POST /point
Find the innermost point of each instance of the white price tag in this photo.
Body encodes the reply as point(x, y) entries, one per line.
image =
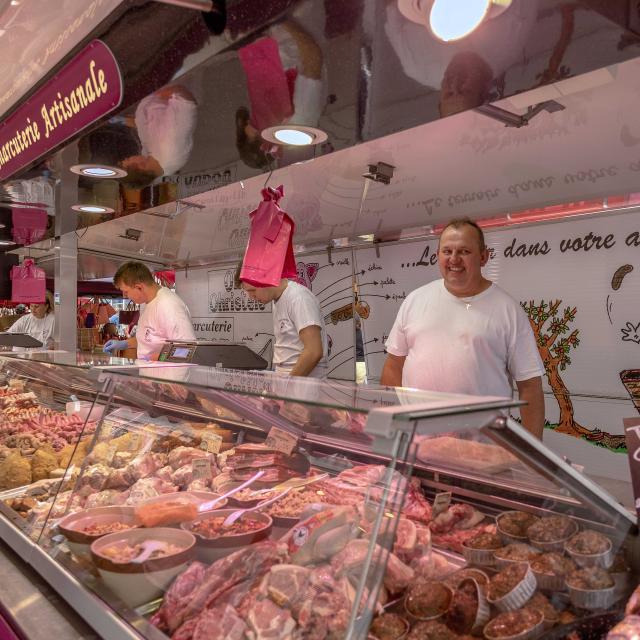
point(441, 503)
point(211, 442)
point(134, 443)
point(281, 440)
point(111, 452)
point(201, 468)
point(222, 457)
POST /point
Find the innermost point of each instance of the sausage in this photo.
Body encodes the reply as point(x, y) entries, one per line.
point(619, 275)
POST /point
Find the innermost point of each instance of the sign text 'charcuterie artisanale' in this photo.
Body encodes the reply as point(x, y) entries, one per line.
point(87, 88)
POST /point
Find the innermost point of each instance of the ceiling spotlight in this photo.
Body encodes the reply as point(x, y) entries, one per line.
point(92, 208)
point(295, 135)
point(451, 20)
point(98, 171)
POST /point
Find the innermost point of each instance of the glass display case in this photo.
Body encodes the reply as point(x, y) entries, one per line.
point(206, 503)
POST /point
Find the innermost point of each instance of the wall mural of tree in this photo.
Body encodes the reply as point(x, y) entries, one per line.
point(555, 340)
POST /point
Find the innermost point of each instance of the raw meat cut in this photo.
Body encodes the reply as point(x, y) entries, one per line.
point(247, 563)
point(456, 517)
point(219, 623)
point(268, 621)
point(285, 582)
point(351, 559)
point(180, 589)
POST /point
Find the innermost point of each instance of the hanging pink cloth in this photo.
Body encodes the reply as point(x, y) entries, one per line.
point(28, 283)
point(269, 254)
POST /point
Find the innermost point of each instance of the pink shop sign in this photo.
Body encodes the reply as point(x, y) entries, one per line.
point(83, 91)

→ **SHORT PROBLEM**: Write out every item above word for word, but omit the picture.

→ **WRITTEN RESPONSE**:
POST /point
Find the innermost point of each instance of the white price tag in this photo.
Body encodes the reply as point(x, y) entries, one per line.
image =
point(441, 503)
point(211, 442)
point(134, 443)
point(281, 440)
point(111, 452)
point(201, 468)
point(222, 457)
POST /point
Find the innermost point of each instance of the sausage in this photo.
Body encodes the reply as point(x, y) entries, one per line.
point(619, 275)
POST /point
Find the innermost point of each instance of the sign text 'charcuterie artisanale' in this photo.
Body encodes the reply as point(x, y) entries, one per line.
point(87, 88)
POST /point
Find the innermost point of each instance of the ceiling spotlight in this photo.
Body encodes the reply as point(x, y) entries, one per line.
point(92, 208)
point(295, 135)
point(451, 20)
point(98, 171)
POST /point
Find the innermost point of each instance of the glass display case in this photo.
Body encodes the reply as point(x, y) entries, one per line.
point(206, 503)
POST /point
Find the innermost point of each instance of the wall mural of tree in this photo.
Body encodes the reply as point(x, y) entries, one per line.
point(555, 340)
POST /point
Find the innermost point of each instance of the raw meat cut in this photo.
Body encodes the reply as point(x, y) entries, one per line.
point(247, 563)
point(456, 517)
point(219, 623)
point(268, 621)
point(285, 582)
point(351, 559)
point(180, 589)
POST /point
Find the innermost point of each instance of the hanging pink cloth in this photo.
Body encodes the reply as point(x, y) entries, one per line.
point(28, 283)
point(269, 254)
POST /point
Find the innermost point of each instance of the pink shop sign in this photo.
Body encodes the reply as point(x, y) entries, one per line.
point(83, 91)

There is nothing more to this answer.